INSTRUCTIONS TO FOLLOW - Among the records that follow, set down only the lines from the one containing "Task: point out the wispy cloud" to the one containing "Task: point out the small pebble", both included, exactly.

Dataset excerpts:

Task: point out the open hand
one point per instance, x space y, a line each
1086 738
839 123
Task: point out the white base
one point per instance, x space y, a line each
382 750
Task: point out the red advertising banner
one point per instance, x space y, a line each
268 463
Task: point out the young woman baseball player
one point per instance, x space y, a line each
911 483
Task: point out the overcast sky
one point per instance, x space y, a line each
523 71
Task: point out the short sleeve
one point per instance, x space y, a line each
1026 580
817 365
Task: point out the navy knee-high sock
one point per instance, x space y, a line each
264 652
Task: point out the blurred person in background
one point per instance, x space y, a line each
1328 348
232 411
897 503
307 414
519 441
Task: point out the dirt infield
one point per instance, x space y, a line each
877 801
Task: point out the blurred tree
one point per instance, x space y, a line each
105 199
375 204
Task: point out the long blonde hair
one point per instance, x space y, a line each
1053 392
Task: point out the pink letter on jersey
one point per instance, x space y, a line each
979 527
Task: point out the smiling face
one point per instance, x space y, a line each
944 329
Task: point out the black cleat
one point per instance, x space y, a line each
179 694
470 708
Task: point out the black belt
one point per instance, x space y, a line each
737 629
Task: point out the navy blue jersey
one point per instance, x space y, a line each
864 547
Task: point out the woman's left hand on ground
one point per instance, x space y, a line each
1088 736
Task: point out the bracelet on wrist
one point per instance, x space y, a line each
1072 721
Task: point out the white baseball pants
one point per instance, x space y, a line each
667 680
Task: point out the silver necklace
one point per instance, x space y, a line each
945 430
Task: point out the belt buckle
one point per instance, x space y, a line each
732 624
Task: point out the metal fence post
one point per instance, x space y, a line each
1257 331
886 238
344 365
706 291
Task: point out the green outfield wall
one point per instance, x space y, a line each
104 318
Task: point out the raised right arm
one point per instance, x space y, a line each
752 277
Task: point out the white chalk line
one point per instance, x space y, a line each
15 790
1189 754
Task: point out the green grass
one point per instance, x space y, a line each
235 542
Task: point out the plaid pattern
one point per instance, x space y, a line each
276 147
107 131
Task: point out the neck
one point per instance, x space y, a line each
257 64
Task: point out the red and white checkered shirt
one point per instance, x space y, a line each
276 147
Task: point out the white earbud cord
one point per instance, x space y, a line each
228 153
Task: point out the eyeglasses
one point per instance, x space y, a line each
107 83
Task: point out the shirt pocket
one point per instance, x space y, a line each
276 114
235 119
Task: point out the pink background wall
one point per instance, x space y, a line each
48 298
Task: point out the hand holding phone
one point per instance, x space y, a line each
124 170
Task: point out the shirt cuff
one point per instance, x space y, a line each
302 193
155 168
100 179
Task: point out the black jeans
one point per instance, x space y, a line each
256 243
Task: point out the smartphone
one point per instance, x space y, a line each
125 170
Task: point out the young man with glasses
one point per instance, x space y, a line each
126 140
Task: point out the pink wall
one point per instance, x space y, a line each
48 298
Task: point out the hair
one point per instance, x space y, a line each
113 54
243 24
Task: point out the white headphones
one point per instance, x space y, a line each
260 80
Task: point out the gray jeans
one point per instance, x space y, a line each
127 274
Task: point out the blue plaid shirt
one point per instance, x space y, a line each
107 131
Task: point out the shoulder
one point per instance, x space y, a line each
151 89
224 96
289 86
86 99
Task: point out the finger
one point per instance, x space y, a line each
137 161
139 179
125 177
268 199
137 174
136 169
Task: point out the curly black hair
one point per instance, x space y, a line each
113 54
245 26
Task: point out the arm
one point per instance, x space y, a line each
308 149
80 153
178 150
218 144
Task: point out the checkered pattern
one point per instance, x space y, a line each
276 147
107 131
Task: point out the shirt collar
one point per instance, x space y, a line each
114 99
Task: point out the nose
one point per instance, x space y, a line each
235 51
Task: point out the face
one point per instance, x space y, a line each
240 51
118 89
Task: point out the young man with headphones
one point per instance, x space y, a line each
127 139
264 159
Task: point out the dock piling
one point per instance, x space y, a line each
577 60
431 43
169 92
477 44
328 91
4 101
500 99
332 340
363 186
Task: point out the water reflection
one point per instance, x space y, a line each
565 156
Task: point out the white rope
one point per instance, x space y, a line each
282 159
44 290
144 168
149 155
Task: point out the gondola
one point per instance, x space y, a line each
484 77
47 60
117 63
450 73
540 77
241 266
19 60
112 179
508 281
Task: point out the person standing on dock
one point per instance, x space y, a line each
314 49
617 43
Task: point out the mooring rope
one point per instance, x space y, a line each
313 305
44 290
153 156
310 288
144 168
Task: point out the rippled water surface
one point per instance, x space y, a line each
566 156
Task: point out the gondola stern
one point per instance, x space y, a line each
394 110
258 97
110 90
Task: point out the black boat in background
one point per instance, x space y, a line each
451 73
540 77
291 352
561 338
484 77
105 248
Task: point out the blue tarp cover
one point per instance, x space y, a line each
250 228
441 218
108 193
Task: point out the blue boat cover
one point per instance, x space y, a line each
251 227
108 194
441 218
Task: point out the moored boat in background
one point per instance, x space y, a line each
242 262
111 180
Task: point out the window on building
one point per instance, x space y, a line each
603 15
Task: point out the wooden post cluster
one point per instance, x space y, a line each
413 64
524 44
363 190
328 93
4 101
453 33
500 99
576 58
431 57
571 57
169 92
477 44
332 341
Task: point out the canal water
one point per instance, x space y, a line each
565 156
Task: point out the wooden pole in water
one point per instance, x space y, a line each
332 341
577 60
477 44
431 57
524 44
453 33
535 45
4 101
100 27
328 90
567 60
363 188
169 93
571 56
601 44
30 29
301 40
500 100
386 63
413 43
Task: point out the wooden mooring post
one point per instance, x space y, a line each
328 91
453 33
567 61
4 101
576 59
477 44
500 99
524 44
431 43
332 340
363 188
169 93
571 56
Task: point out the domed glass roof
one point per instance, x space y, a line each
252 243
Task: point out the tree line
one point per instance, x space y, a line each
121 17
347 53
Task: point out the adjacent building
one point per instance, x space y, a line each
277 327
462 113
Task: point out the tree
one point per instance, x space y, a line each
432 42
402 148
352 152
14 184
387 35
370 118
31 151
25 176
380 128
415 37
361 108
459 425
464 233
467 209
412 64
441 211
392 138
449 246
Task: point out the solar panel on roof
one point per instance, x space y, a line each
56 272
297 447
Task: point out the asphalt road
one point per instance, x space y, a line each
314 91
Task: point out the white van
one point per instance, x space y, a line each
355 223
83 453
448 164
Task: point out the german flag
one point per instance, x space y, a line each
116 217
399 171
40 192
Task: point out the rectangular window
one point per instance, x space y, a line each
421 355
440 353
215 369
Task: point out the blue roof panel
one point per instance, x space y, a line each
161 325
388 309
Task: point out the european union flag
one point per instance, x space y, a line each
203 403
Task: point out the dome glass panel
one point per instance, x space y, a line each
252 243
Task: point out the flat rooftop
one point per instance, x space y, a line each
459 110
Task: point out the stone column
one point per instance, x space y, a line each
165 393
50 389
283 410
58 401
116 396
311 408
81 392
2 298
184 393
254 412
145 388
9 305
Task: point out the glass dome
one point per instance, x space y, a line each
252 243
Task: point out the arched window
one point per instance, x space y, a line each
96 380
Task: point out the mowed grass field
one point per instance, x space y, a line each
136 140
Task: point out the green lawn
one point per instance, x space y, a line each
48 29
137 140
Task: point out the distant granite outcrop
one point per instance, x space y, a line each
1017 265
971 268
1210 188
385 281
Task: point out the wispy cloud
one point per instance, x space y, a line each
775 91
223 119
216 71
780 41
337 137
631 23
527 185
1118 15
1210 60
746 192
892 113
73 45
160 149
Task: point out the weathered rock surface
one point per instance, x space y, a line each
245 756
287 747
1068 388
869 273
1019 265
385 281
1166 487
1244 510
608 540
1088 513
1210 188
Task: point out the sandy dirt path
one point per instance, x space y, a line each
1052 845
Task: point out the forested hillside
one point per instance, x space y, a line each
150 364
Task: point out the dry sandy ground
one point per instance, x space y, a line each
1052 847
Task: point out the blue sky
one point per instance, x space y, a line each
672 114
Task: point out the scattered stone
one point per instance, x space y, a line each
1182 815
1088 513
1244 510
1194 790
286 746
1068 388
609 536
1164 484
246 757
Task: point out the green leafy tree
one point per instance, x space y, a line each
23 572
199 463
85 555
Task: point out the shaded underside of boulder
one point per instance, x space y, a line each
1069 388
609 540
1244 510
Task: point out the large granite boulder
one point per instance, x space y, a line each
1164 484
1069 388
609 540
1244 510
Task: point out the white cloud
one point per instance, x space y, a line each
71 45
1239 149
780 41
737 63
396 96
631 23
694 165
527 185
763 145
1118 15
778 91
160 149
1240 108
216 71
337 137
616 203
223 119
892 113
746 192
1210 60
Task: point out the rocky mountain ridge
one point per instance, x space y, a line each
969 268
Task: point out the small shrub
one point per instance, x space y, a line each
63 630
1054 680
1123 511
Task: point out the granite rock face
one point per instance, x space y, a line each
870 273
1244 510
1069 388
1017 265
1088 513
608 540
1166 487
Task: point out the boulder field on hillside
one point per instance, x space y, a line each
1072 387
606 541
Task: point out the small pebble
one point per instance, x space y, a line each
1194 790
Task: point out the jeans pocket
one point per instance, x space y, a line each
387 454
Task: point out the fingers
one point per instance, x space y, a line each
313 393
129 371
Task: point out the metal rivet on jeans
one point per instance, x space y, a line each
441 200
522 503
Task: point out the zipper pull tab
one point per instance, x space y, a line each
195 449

ANSWER TO THIS TASK -
Task: point out the wispy cloud
one point per instance, x space y, a line each
775 91
223 119
216 71
780 41
337 137
631 23
527 185
1118 15
1210 60
746 192
892 113
73 45
160 149
Task: point out the weathered rock surface
one point per instance, x space y, a line each
245 756
287 747
1068 388
869 273
1019 265
385 281
1166 487
1244 510
608 540
1088 513
1210 188
Task: point out the sandy dirt path
one point per instance, x space y, a line each
1052 845
Task: point out the forested hillside
one point per instance, x space y, a line each
150 364
Task: point out the dry sandy ground
one point per instance, x space y, a line each
1052 847
Task: point out the blue sky
one point per instance, x space y, a line each
672 114
Task: point out the scattered stone
one point per instance, x space y, a line each
1182 815
1088 513
1244 510
1194 790
286 746
1068 388
609 536
1164 484
246 757
Task: point out the green leafy tree
one point per instance, x space y, a line each
23 572
199 463
85 555
Task: point out the shaded underside of boulder
one point per instance, x space y, a line each
1069 388
609 540
1244 510
Task: point out the large granite boulder
one point per instance, x space y, a line each
1164 484
1069 388
609 540
1244 510
Task: point out the white cloud
one point per instance, x space y, a line each
71 45
1239 149
780 41
737 63
396 96
631 23
694 165
527 185
763 145
1118 15
778 91
160 149
1240 108
216 71
337 137
616 203
223 119
892 113
746 192
1210 60
Task: point out the rocky mountain ridge
one point per instance, x space y, a line each
969 268
Task: point out the small shrub
one point per instance, x space y, a line each
63 630
1054 680
1123 511
Task: point out the granite rock face
one point per instance, x space y, a line each
870 273
1244 510
1069 388
1017 265
1088 513
608 540
1166 487
Task: point out the boulder field on hillside
one point per instance, x space y, a line each
1072 387
606 541
Task: point out the small pebble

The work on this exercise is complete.